In 1995 Page published an abridged edition of her diaries.
(WSJ, 10/19/98, p.A24)(SFEC, 2/14/99, BR p.5)
1965 Jack Spicer (40), poet,
died of alcohol poisoning. The "Collected Book of Jack Spicer" was
published nearly 10 years after his death. In 1998 Lewis Ellingham
and Kevin Killian published "Poet Be Like God: Jack Spicer and the
San Francisco Renaissance. "The House That Jack Built : the
Collected Lectures of Jack Spicer was also published in 1998 with an
afterward by Peter Gizzi.
(SFEC, 1/3/99, BR p.3)
1965 Henry A. Wallace (b.1888),
former vice-president (1941-1945), died. He was the founder of
Pioneer Hi-Bred Corp. and served as the Sec. of Agriculture from
1933-1940. In 2000 John C. Culver and John Hyde authored the
biography "American Dreamer."
(WSJ, 4/5/00, p.A24)(WUD, 1994 p.1606)
1965 Arab states signed the
Charter of Arab Honor, an Arab league ordnance designed to curb an
aggressive Lebanese press and to discourage mutually hostile regimes
from attacking each other.
(SFC, 6/19/00, p.A5)
1965 Brazil’s Forest Code of
this year required private landowners to leave to leave forests
standing on part of their farms. In the Amazon this was set at
four-fifths. This particular requirement has never been effectively
implemented.
(Econ, 12/3/11,
p.47)(http://en.wikipedia.org/wiki/Brazilian_Forest_Code)
1965 Roberto Marinho broke into
Brazil’s television industry. By 1995 Rede Globo became the world's
fourth largest TV network.
(WSJ, 12/4/95, p.A-9)
1965 In Britain Bob Guccione
founded Penthouse Magazine. It was a sex magazine with more
provocative poses than Playboy Magazine.
(WSJ, 3/22/96, p.A-1)
1965 The first automatic teller
machines came from England.
(SFC, 7/6/96, p.E4)
1965 Imre Lakatos of London's
School of Economics organized a session chaired by Karl Popper at
which philosopher Thomas Kuhn spoke. In 2003 Steve Fuller authored
"Kuhn vs. Popper: The Struggle for the Soul of Science."
(Econ, 8/9/03, p.71)
1965 Canada required its
senators to step down at age 75.
(Econ, 1/2/10, p.30)

▶ [Exercises]
a – Summarize the 1965 timeline in two sentences.
b – Answer these questions from the 1965 timeline.
(i) What did Jack Spicer die of?
(ii) Which corporation did Henry A. Wallace found?
(iii) Where did the first automatic teller machines come from?
The lines after this text come from a separate source.

▶ [Recorded data]
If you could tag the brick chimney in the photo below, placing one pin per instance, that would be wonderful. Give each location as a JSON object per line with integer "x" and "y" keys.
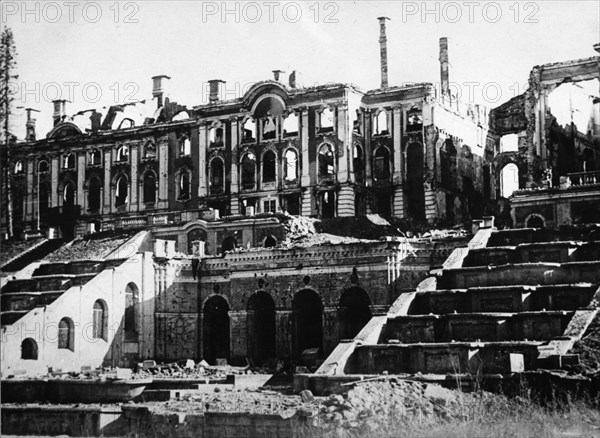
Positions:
{"x": 96, "y": 120}
{"x": 30, "y": 125}
{"x": 214, "y": 90}
{"x": 444, "y": 76}
{"x": 383, "y": 51}
{"x": 60, "y": 111}
{"x": 158, "y": 88}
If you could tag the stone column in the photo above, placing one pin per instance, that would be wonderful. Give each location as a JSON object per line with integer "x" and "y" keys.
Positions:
{"x": 133, "y": 192}
{"x": 307, "y": 198}
{"x": 368, "y": 152}
{"x": 202, "y": 164}
{"x": 330, "y": 329}
{"x": 54, "y": 180}
{"x": 30, "y": 198}
{"x": 283, "y": 332}
{"x": 238, "y": 342}
{"x": 81, "y": 201}
{"x": 398, "y": 175}
{"x": 234, "y": 202}
{"x": 107, "y": 206}
{"x": 163, "y": 173}
{"x": 342, "y": 135}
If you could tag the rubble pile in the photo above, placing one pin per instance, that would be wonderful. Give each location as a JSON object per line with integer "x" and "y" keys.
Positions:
{"x": 190, "y": 370}
{"x": 392, "y": 401}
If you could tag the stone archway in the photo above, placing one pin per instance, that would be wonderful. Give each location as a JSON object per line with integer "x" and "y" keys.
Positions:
{"x": 215, "y": 329}
{"x": 307, "y": 320}
{"x": 353, "y": 312}
{"x": 261, "y": 327}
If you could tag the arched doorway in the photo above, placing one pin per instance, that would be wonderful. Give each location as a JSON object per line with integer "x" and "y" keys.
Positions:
{"x": 353, "y": 312}
{"x": 415, "y": 193}
{"x": 215, "y": 329}
{"x": 130, "y": 323}
{"x": 261, "y": 327}
{"x": 509, "y": 180}
{"x": 307, "y": 311}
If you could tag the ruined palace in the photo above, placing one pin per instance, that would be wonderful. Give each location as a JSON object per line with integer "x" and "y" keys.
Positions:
{"x": 160, "y": 231}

▶ [Problem solutions]
a – The 1965 timeline records the deaths of poet Jack Spicer and former vice-president Henry A. Wallace, along with books later published about them. It also lists other events of that year, including the Arab states' signing of the Charter of Arab Honor, Brazil's Forest Code, Bob Guccione's founding of Penthouse Magazine in Britain, and Canada's rule that senators step down at age 75.

b –
(i) Alcohol poisoning
(ii) Pioneer Hi-Bred Corp.
(iii) England